*Exercise directions:* Copy every one of the records below word for word, keeping each line as it is.

*Recorded data:*
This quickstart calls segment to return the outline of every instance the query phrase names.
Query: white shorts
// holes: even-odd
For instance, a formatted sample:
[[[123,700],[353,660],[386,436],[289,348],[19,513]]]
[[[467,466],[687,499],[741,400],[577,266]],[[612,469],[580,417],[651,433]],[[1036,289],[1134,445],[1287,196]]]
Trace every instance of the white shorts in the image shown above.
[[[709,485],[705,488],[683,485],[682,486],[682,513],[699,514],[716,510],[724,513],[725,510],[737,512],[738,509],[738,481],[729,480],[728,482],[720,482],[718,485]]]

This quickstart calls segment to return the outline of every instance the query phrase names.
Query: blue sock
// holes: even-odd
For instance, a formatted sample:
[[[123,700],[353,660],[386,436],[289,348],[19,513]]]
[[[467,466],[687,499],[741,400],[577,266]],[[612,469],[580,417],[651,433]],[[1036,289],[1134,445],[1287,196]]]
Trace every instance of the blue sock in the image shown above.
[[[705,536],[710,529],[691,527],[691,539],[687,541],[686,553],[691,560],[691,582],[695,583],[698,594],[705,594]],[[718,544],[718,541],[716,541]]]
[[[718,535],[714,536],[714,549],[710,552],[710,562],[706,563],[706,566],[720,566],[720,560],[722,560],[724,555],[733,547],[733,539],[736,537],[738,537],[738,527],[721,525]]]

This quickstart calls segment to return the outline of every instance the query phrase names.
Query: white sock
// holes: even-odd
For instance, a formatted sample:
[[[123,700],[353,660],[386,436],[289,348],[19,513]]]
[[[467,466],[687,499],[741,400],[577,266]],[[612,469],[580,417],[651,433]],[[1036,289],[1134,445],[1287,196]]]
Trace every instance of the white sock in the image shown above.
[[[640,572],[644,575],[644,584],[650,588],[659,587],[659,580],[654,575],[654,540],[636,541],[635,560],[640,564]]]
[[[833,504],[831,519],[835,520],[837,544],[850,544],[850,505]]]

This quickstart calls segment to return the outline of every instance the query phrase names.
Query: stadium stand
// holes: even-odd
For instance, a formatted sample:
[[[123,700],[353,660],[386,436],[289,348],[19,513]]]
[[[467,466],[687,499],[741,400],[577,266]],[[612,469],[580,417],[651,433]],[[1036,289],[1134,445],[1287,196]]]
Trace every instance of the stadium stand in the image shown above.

*Answer to this exercise:*
This quickstart calls segment to return the outline of every instance the query phrase names.
Query: white shorts
// holes: even-odd
For instance, a formatted sample:
[[[123,700],[353,660],[386,436],[289,348],[19,513]]]
[[[467,466],[687,499],[741,400],[577,266]],[[612,469],[580,417],[651,433]],[[1036,289],[1134,445],[1287,196]]]
Trace every instance of the white shorts in the image shown above.
[[[709,485],[705,488],[683,485],[682,486],[682,513],[699,514],[716,510],[724,513],[725,510],[737,512],[738,509],[738,481],[729,480],[728,482],[720,482],[718,485]]]

This quickstart calls segment to return the outline of every instance the query phrase names.
Query: blue sock
// holes: even-odd
For instance, a formatted sample:
[[[123,700],[353,660],[386,436],[289,348],[19,513]]]
[[[467,466],[687,499],[741,400],[577,266]],[[612,469],[580,417],[651,433]],[[1036,289],[1134,445],[1287,196]]]
Trace every instance of the blue sock in the image shown above.
[[[705,536],[710,529],[691,527],[691,539],[687,541],[686,553],[691,560],[691,582],[695,583],[698,594],[705,594]],[[718,544],[718,541],[716,541]]]
[[[718,535],[714,536],[714,549],[710,552],[710,562],[706,563],[706,566],[720,566],[720,560],[722,560],[724,555],[733,547],[733,539],[736,537],[738,537],[738,527],[721,525]]]

This quickstart calls segment to return the outline of every instance the query phrase names.
Query: white sock
// holes: even-odd
For instance, a formatted sample:
[[[123,700],[353,660],[386,436],[289,348],[19,513]]]
[[[467,466],[687,499],[741,400],[577,266]],[[612,469],[580,417],[651,433]],[[1036,289],[1134,445],[1287,196]]]
Trace every instance of the white sock in the image shown above.
[[[640,572],[644,575],[644,584],[650,588],[659,587],[659,580],[654,575],[654,540],[636,541],[635,560],[640,564]]]
[[[833,504],[831,519],[835,520],[837,544],[850,544],[850,505]]]

This quickstart calls segment to return the outline of every instance the query phrase names.
Query: stadium stand
// holes: even-odd
For instance, a formatted sample:
[[[123,700],[353,660],[386,436],[289,348],[19,513]]]
[[[467,466],[687,499],[741,400],[577,266]],[[612,469],[580,417],[651,433]],[[1036,289],[1134,445],[1287,196]]]
Trace every instance of the stadium stand in the image shown above.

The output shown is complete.